Start of Given information

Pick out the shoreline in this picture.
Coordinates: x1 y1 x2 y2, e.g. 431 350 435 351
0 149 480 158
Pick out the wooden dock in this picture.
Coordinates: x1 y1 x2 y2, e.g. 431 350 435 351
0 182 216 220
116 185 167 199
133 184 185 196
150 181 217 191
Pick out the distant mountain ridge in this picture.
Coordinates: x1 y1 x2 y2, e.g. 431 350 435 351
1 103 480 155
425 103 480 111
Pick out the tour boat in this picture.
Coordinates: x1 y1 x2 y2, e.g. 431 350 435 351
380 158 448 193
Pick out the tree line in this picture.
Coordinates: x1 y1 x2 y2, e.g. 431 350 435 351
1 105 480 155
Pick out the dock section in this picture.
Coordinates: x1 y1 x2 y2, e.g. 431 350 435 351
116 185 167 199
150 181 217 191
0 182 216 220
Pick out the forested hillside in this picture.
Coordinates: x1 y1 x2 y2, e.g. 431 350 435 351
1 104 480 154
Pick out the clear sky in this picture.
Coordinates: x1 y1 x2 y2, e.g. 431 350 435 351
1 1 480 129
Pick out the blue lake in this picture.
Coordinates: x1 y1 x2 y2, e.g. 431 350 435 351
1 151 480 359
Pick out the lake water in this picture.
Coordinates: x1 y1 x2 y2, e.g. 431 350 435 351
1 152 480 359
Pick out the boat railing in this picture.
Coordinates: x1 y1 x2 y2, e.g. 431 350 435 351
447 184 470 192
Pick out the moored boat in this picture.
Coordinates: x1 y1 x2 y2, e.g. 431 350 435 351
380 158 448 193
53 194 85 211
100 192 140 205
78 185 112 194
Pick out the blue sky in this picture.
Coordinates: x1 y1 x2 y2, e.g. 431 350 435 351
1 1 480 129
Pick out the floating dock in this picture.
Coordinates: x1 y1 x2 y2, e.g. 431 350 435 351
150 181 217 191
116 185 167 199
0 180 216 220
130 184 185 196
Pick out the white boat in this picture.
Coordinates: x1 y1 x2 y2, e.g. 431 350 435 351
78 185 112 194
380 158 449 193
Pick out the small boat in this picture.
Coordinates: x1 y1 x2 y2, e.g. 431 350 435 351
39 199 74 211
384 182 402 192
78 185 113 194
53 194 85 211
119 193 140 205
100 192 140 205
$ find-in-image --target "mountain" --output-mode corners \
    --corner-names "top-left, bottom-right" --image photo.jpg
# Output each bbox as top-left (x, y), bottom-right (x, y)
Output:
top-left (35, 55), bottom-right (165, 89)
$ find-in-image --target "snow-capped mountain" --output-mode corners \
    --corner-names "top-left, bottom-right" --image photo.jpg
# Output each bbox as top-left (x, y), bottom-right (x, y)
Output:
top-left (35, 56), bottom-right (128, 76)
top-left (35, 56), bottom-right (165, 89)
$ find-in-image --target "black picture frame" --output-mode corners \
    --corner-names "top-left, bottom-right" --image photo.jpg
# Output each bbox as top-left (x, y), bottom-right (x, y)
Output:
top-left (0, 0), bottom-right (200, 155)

End of Given information

Exercise goal.
Copy all of the material above line for line, changing nothing.

Expected answer.
Pick out the shoreline in this picture.
Coordinates: x1 y1 x2 y2, e.g. 431 350 435 351
0 149 480 158
Pick out the wooden dock in this picture.
Coordinates: x1 y1 x2 y2, e.g. 431 350 435 351
0 182 216 220
116 185 167 199
133 184 185 196
150 181 217 191
Pick out the distant mountain ridge in this picture.
Coordinates: x1 y1 x2 y2, e.g. 431 350 435 351
1 103 480 155
425 103 480 111
Pick out the tour boat in this picture.
Coordinates: x1 y1 x2 y2, e.g. 431 350 435 351
380 158 448 193
Pick out the tree line in this picture.
Coordinates: x1 y1 x2 y2, e.g. 431 350 435 351
1 105 480 155
Pick out the dock section in this picture.
Coordinates: x1 y1 x2 y2, e.g. 431 350 435 351
116 185 167 199
150 181 217 191
0 182 216 220
Pick out the forested hillside in this picture.
Coordinates: x1 y1 x2 y2, e.g. 431 350 435 351
1 104 480 154
Pick out the clear sky in this picture.
Coordinates: x1 y1 x2 y2, e.g. 431 350 435 351
1 1 480 129
Pick out the blue lake in this picture.
Coordinates: x1 y1 x2 y2, e.g. 431 350 435 351
1 151 480 359
Pick out the lake water in this picture.
Coordinates: x1 y1 x2 y2, e.g. 431 350 435 351
1 152 480 359
Pick out the boat railing in this picture.
Coordinates: x1 y1 x2 y2, e.g. 431 350 435 351
447 184 470 192
Pick out the moored boat in this picture.
Coordinates: x1 y1 x2 y2, e.g. 431 350 435 351
380 158 448 193
53 194 85 211
100 192 140 205
78 185 112 194
Pick out the blue sky in this picture.
Coordinates: x1 y1 x2 y2, e.g. 431 350 435 351
1 1 480 129
Pick out the floating dock in this picture.
Coordinates: x1 y1 x2 y2, e.g. 431 350 435 351
150 181 217 191
116 185 167 199
0 180 216 220
130 184 185 196
Pick out the white boat in this picture.
Coordinates: x1 y1 x2 y2, e.g. 431 350 435 351
78 185 112 194
380 158 449 193
Pick out the small boat in this picture.
Coordinates: x1 y1 x2 y2, e.g. 431 350 435 351
39 199 74 211
384 182 402 192
78 185 113 194
53 194 85 211
119 193 140 205
100 192 140 205
$ find-in-image --target "mountain" --output-mode corners \
    --corner-names "top-left, bottom-right" --image photo.jpg
# Output each bbox as top-left (x, y), bottom-right (x, y)
Output:
top-left (35, 55), bottom-right (165, 89)
$ find-in-image --target "snow-capped mountain" --output-mode corners \
    --corner-names "top-left, bottom-right" --image photo.jpg
# Output each bbox as top-left (x, y), bottom-right (x, y)
Output:
top-left (35, 56), bottom-right (128, 76)
top-left (35, 56), bottom-right (165, 89)
$ find-in-image --target "black picture frame" --output-mode corners \
    --corner-names "top-left, bottom-right" --image photo.jpg
# Output each bbox as top-left (x, y), bottom-right (x, y)
Output:
top-left (0, 0), bottom-right (200, 155)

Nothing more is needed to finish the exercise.